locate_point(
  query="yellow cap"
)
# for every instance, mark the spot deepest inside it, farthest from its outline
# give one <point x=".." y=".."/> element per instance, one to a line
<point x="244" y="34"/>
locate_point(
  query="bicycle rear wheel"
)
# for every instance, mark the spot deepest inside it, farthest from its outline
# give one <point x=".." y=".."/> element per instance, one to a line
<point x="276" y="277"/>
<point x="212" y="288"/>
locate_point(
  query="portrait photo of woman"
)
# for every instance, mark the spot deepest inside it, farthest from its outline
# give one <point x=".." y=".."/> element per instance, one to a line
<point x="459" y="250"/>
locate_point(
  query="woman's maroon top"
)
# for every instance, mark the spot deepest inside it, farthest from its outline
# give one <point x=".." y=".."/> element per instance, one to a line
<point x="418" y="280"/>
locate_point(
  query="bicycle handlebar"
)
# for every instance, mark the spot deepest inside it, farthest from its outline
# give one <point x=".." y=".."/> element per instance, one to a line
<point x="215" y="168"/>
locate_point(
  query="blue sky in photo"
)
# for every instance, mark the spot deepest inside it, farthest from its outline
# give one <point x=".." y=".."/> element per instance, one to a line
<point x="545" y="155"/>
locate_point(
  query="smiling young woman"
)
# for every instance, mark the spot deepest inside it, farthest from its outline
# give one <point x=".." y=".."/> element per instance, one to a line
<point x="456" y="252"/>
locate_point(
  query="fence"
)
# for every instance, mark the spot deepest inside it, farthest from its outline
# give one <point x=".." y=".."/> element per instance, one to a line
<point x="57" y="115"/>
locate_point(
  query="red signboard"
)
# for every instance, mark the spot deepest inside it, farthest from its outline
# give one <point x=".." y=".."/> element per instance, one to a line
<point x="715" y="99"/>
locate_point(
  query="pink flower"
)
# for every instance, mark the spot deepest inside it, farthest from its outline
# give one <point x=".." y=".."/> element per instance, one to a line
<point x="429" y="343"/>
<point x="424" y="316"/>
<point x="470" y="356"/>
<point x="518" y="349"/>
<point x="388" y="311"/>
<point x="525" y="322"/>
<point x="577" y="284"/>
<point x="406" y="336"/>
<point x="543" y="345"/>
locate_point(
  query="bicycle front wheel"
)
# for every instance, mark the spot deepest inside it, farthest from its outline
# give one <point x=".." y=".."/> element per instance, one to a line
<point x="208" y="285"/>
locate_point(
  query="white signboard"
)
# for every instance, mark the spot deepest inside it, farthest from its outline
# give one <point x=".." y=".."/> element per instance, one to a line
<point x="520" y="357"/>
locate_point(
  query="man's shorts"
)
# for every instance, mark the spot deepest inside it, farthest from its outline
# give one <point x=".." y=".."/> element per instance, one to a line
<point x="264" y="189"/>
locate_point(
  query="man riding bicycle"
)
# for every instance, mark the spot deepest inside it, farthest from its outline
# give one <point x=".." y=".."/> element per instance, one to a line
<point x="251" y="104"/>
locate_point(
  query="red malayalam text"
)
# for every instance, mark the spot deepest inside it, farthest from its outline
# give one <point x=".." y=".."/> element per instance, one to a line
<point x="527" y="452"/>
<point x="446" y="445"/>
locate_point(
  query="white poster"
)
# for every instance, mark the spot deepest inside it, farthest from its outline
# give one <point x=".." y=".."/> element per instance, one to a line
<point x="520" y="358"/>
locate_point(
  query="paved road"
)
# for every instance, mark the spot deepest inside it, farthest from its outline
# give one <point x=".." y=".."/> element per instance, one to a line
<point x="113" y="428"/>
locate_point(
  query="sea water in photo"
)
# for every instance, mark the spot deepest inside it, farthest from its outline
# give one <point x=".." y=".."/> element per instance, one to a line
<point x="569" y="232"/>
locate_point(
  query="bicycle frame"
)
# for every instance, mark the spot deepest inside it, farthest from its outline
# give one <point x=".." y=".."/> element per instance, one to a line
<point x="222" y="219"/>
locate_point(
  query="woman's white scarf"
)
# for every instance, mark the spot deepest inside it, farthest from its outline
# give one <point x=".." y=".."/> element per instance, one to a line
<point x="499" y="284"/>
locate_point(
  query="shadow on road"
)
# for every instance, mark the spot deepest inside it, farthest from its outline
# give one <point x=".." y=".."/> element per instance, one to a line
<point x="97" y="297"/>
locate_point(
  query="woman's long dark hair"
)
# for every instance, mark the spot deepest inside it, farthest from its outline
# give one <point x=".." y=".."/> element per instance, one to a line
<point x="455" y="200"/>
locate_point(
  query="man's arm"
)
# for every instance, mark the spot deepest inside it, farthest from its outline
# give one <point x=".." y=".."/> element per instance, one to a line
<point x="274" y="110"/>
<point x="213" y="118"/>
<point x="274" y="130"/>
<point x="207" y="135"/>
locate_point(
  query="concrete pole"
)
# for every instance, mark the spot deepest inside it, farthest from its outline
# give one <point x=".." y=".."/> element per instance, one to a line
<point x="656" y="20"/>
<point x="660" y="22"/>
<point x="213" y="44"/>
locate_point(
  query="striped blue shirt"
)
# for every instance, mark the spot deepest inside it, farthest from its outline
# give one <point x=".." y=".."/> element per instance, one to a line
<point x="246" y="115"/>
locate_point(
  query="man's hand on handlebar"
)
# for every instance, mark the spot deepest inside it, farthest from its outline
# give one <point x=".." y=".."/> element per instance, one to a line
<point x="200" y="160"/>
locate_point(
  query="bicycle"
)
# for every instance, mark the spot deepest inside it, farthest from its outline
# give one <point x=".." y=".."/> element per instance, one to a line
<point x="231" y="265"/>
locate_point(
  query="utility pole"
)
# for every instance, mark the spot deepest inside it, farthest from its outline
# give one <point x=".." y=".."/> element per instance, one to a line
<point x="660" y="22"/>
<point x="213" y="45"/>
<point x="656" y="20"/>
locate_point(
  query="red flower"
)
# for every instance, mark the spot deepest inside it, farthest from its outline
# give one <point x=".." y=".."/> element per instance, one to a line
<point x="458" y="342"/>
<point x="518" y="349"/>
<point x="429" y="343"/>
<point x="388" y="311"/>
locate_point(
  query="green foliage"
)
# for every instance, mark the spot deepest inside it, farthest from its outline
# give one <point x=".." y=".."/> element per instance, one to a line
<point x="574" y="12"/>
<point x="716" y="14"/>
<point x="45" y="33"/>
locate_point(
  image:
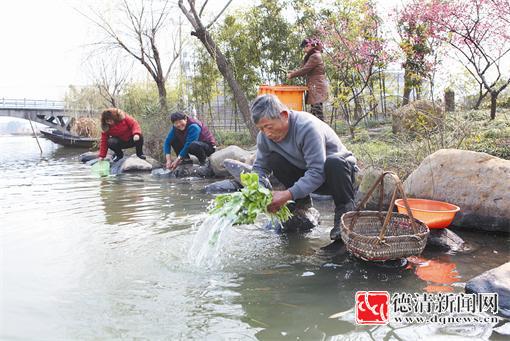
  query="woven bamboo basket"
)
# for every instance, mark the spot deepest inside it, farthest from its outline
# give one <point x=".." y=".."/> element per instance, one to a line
<point x="377" y="235"/>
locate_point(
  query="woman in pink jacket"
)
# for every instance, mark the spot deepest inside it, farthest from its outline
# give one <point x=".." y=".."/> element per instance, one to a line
<point x="120" y="131"/>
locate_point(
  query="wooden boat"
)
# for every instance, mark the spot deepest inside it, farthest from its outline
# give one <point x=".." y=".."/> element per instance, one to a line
<point x="68" y="139"/>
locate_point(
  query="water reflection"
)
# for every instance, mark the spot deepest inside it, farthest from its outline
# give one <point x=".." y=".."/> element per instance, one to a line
<point x="89" y="258"/>
<point x="439" y="274"/>
<point x="122" y="202"/>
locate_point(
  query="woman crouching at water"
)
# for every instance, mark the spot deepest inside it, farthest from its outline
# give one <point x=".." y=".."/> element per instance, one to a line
<point x="120" y="131"/>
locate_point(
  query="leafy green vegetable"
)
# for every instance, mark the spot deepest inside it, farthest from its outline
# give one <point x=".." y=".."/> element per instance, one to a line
<point x="246" y="204"/>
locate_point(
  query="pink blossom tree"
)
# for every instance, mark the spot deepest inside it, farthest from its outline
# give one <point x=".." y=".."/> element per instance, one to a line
<point x="419" y="42"/>
<point x="350" y="31"/>
<point x="479" y="31"/>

- Prompt
Reproduce all entries exactly. Pictures do not belong in the copy.

- Task answer
locate_point(
  query="yellow cap"
)
# for every instance, mark the spot deepest inside it, farthest from its outline
# give one <point x=".." y=".."/> element per instance, one to a line
<point x="244" y="34"/>
locate_point(
  query="bicycle rear wheel"
)
# for every instance, mark the spot deepest inside it, farthest from its outline
# give one <point x=".." y=".."/> element per instance, one to a line
<point x="276" y="277"/>
<point x="212" y="288"/>
locate_point(
  query="portrait photo of woman"
)
# for every instance, mark the spot deepest inside it, farthest from its outline
# give one <point x=".." y=".."/> element per instance, one to a line
<point x="459" y="250"/>
locate_point(
  query="woman's maroon top"
)
# for every instance, mark the spot deepest inside it, farthest from its outline
# give one <point x=".." y=".."/> element per instance, one to a line
<point x="418" y="280"/>
locate_point(
  query="bicycle handlebar"
)
# for every instance, mark the spot deepest inside it, farthest from its outline
# give one <point x=".." y=".."/> element per instance, one to a line
<point x="215" y="168"/>
locate_point(
  query="blue sky in photo"
)
# for every instance, mark the spot deepest inside it, farthest from its outline
# give one <point x=".." y=".."/> element per instance, one to a line
<point x="545" y="155"/>
locate_point(
  query="smiling young woman"
)
# for every instance, mark the spot deepest inside it, farthest from its outline
# give one <point x=".." y=".."/> element per instance, one to a line
<point x="456" y="252"/>
locate_point(
  query="fence"
)
# for every instance, mark the spot deepest inside it, farthest from its outline
# give one <point x=".." y=".."/> element per instance, one to a line
<point x="57" y="115"/>
locate_point(
  query="red signboard"
)
# for every instance, mark the spot deepest inside it, farthest from its outline
# give one <point x=".." y=".."/> element per instance, one to a line
<point x="715" y="99"/>
locate_point(
  query="pink flower"
)
# for every instance, mark the spot deepest inside it, farthest from its outline
# give one <point x=".." y=".."/> element per instance, one to a line
<point x="429" y="343"/>
<point x="424" y="316"/>
<point x="470" y="356"/>
<point x="518" y="349"/>
<point x="388" y="311"/>
<point x="525" y="322"/>
<point x="577" y="284"/>
<point x="406" y="336"/>
<point x="543" y="345"/>
locate_point(
  query="bicycle front wheel"
)
# for every instance, mark the spot deepest inside it, farthest from its outline
# give one <point x=".." y=".."/> element per instance, one to a line
<point x="208" y="285"/>
locate_point(
  query="white signboard"
)
# for every instance, mark the spot deepest inside it, farthest from its outline
# give one <point x=".." y=".."/> element per instance, one to a line
<point x="520" y="357"/>
locate_point(
  query="man's shorts"
)
# for every instance, mark the spot deepest inside it, farthest from its outline
# give one <point x=".." y=".."/> element per instance, one to a line
<point x="264" y="189"/>
locate_point(
  query="man riding bicycle"
)
# for every instance, mark the spot deepest inside it, farthest from its outline
# give one <point x=".." y=".."/> element per instance, one to a line
<point x="251" y="104"/>
locate_point(
  query="red malayalam text"
)
# for every instance, mark the spot deepest inside it, farthest from its outline
# give one <point x=".." y=".."/> element per instance, one to a line
<point x="527" y="452"/>
<point x="446" y="445"/>
locate_point(
  query="white poster"
)
# for every instance, mark the spot deepest inside it, farthest from its outline
# give one <point x=".." y=".."/> element per instance, one to a line
<point x="520" y="358"/>
locate_point(
  query="paved road"
)
# for every instance, mark the spot deepest inside it, farthest from its outline
# give one <point x=".." y=".."/> element per instance, one to a line
<point x="113" y="428"/>
locate_point(
  query="sea water in photo"
)
# for every instance, mark the spot deepest inside it, farthest from its outline
# give one <point x=".." y=".."/> element per instance, one to a line
<point x="569" y="232"/>
locate_point(
  query="bicycle frame"
)
# for every instance, mark the spot deepest inside it, farthest from its outline
# give one <point x=".." y=".."/> element per instance, one to a line
<point x="222" y="219"/>
locate_point(
  query="woman's white scarf"
)
# for every instance, mark the spot deepest inside it, farthest from its outline
# give one <point x=".." y=".."/> element per instance, one to a line
<point x="499" y="284"/>
locate_point(
  query="shadow on road"
)
# for every instance, mark the spot deepest inside it, farthest from its outline
# give one <point x=".." y=".."/> element per instance, one to a line
<point x="97" y="297"/>
locate_point(
  query="woman's long dark hair"
)
# for every instance, mark the spot deepest inside it, farthest from its outline
# give one <point x=".." y=".."/> element per instance, one to a line
<point x="455" y="200"/>
locate_point(
  query="man's arm"
)
# for every instance, mark the spot deepest inside it, farthest from its outline
# give one <point x=".." y=".."/> element per instance, one to a line
<point x="274" y="110"/>
<point x="213" y="118"/>
<point x="274" y="130"/>
<point x="207" y="135"/>
locate_point(
  query="concrete pole"
)
# for every instance, mark the spot deepest inside it, farthest from its outline
# give one <point x=".." y=".."/> element per instance, one to a line
<point x="656" y="20"/>
<point x="660" y="22"/>
<point x="213" y="44"/>
locate_point(
  query="striped blue shirt"
)
# for every instance, mark the spot deepest inside it, farthest from its outline
# give one <point x=".." y=".."/> element per instance, one to a line
<point x="246" y="115"/>
locate_point(
  query="man's hand on handlebar"
)
# for every instance, mark the spot deepest inside it, farthest from its outline
# give one <point x=".." y=".."/> element per instance, one to a line
<point x="200" y="160"/>
locate_point(
  query="bicycle"
)
# for every instance, mark the spot deepest inside it, farthest from its outline
# give one <point x=".." y=".."/> element per instance, one to a line
<point x="231" y="265"/>
locate_point(
  query="utility pole"
)
# for every instance, mark the spot deepest inside it, farthest from its outline
# give one <point x=".." y=".."/> element per instance, one to a line
<point x="660" y="22"/>
<point x="213" y="45"/>
<point x="656" y="20"/>
locate_point(
  query="red flower"
)
# for every instance, mark the spot deepest inside it, farthest from its outline
# give one <point x=".." y=".."/> element per instance, one to a line
<point x="458" y="342"/>
<point x="518" y="349"/>
<point x="429" y="343"/>
<point x="388" y="311"/>
locate_point(
  query="green foliage"
)
# for every instance, mark the spot deepest inside it, farthest from its outline
# give one <point x=".." y=".."/> element per instance, one to a line
<point x="574" y="12"/>
<point x="716" y="14"/>
<point x="45" y="33"/>
locate_point(
  image:
  query="woven bamboo basket"
)
# for every instance, mark the spot deepest inside it, farthest from its outline
# give one <point x=".." y=".."/> element per instance, one to a line
<point x="377" y="235"/>
locate_point(
  query="woman in pink jacket"
)
# for every instance, mark the spot deepest inside it, farthest from its outline
# give one <point x=".." y=".."/> element per instance, one to a line
<point x="120" y="131"/>
locate_point(
  query="wooden boat"
)
# for every instance, mark the spot deepest inside it, farthest from its outline
# give one <point x=".." y=".."/> element per instance, one to a line
<point x="68" y="139"/>
locate_point(
  query="water reflection"
)
# for every instance, mark the spot deepest inside it, farthest from its outline
# give one <point x=".." y=".."/> element per instance, one to a line
<point x="89" y="258"/>
<point x="439" y="274"/>
<point x="122" y="202"/>
locate_point(
  query="woman crouching at water"
)
# for every instance, mark the spot deepest inside it, farthest from its outline
# give one <point x=".." y=".."/> element per instance, one to a line
<point x="120" y="131"/>
locate_point(
  query="leafy green vegetable"
)
# for every instance, mark the spot deepest inside it, farthest from its outline
# give one <point x=".." y=".."/> element per instance, one to a line
<point x="246" y="204"/>
locate_point(
  query="pink blossom tree"
)
# for every instance, mark the spot deepest inside it, farthest from its outline
# give one <point x=".." y=".."/> element per instance, one to a line
<point x="419" y="42"/>
<point x="350" y="31"/>
<point x="479" y="31"/>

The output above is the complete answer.